- Collection entries -

Start of Block

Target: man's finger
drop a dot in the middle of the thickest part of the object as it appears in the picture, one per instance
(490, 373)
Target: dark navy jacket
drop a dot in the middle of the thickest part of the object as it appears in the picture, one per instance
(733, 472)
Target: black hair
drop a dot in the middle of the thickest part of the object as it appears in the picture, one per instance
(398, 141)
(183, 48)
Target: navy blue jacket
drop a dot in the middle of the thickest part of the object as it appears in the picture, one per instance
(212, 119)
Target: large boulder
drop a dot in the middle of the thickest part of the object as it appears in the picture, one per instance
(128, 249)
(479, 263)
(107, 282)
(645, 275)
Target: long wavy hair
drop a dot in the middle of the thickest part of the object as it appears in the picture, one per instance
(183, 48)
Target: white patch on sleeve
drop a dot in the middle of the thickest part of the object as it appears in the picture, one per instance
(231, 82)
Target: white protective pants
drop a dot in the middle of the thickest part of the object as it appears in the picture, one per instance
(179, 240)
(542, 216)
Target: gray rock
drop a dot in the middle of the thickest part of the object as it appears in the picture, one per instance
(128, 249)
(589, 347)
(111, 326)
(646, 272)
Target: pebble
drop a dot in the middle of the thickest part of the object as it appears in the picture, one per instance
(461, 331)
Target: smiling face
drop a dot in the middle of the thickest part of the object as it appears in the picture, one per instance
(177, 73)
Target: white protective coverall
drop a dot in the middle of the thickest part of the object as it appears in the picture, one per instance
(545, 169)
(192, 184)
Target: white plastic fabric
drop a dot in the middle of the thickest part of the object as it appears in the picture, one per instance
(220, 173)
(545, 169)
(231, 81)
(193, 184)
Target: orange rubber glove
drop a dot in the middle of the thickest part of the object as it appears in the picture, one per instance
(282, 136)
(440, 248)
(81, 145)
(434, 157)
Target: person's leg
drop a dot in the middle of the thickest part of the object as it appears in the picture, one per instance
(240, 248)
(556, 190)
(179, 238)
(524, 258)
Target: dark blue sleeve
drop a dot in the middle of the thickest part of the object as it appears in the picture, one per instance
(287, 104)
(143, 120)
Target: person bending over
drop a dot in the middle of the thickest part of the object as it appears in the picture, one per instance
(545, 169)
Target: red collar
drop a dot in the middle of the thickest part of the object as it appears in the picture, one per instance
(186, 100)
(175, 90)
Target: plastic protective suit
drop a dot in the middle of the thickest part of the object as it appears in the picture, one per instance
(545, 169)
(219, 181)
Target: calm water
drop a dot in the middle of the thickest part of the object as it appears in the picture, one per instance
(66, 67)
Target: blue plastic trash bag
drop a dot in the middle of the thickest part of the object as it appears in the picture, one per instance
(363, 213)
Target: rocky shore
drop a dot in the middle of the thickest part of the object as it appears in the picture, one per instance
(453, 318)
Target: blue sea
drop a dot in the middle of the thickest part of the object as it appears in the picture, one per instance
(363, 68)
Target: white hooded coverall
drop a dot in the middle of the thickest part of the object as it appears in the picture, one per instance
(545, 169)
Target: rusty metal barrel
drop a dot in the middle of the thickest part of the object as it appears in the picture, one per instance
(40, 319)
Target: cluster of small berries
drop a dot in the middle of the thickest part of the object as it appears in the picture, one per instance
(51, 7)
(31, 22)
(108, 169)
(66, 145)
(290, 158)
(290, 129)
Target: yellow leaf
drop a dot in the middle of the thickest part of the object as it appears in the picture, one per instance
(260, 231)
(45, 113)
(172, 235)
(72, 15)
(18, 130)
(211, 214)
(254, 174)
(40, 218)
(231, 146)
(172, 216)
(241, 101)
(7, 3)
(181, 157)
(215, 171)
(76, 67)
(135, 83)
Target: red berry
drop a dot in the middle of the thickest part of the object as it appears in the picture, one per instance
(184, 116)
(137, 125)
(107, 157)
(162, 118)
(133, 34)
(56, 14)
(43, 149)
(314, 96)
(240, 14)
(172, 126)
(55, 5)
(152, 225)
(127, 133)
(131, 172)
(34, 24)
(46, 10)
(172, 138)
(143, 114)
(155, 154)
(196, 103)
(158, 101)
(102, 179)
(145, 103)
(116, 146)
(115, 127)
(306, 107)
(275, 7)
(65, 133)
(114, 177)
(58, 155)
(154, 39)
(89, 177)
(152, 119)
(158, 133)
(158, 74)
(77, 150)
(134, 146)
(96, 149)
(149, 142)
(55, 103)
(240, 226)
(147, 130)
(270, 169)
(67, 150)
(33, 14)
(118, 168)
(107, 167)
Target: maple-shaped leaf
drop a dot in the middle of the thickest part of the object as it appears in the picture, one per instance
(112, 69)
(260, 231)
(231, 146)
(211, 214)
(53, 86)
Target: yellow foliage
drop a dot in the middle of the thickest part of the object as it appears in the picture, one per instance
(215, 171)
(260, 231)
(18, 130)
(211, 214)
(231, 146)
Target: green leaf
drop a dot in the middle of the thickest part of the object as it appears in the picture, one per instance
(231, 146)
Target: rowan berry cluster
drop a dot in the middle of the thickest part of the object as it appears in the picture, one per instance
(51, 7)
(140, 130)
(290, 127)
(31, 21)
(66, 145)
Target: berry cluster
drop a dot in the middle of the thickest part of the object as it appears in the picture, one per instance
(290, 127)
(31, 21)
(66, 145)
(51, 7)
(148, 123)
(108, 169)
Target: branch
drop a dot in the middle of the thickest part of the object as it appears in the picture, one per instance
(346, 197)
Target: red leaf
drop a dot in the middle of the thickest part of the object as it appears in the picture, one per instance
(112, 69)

End of Block

- WORK INSTRUCTION -
Copy out every line of the data that includes "navy".

- ANSWER TO THIS EXERCISE -
Target: dark navy jacket
Target: navy blue jacket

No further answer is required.